• [SET PROBLEM]: Exactly as given, write out the lines from the one containing "# draw the outline of every instance of the truck" through the end of the listing, with both ends included and nothing else.

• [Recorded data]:
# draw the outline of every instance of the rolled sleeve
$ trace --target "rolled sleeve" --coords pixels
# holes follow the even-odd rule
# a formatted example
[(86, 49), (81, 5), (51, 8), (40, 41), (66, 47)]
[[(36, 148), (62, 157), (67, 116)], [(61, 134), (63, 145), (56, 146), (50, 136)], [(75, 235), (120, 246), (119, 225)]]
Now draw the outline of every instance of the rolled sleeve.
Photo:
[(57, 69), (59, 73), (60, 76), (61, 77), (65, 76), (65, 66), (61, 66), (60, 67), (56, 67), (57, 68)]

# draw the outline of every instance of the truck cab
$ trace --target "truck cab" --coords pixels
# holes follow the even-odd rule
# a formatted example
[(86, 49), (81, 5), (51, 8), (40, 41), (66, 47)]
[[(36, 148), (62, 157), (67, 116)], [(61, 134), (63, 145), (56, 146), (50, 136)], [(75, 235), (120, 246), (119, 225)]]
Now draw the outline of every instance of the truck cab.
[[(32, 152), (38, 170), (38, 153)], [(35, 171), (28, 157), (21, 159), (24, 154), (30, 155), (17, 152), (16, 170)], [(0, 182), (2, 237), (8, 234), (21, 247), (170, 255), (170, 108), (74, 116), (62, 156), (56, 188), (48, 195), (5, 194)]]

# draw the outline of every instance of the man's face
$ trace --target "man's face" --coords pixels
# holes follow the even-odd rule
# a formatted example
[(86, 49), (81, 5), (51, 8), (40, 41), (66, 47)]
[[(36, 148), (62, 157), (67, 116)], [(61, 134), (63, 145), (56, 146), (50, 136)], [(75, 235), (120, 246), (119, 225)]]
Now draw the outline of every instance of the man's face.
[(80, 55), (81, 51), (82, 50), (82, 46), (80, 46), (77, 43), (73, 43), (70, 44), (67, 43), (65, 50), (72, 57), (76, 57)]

• [RESPONSE]:
# draw the outline of every instance of the truck cab
$ trace --target "truck cab" --coords pixels
# holes follow the even-odd rule
# a formatted example
[(86, 49), (81, 5), (51, 8), (40, 41), (66, 47)]
[[(36, 148), (62, 157), (67, 116)], [(61, 134), (63, 145), (56, 146), (50, 136)], [(75, 235), (120, 246), (119, 225)]]
Now draw the outline of every instance of the truck cab.
[[(32, 152), (38, 170), (38, 153)], [(35, 171), (28, 157), (21, 159), (24, 154), (30, 155), (17, 152), (16, 170)], [(0, 182), (2, 237), (8, 234), (21, 247), (170, 255), (170, 108), (74, 116), (62, 156), (56, 188), (48, 195), (5, 194)]]

# draw the outline of every instance of the man's face
$ trace --target "man's face" --coords pixels
# holes follow the even-odd rule
# a formatted example
[(86, 49), (81, 5), (51, 8), (40, 41), (66, 47)]
[[(36, 148), (62, 157), (67, 116)], [(61, 134), (63, 145), (56, 146), (50, 136)], [(75, 235), (120, 246), (119, 225)]]
Now draw the outline of every instance of the man's face.
[(80, 55), (81, 51), (82, 50), (82, 46), (80, 46), (77, 43), (73, 43), (70, 44), (67, 43), (65, 50), (72, 57), (76, 57)]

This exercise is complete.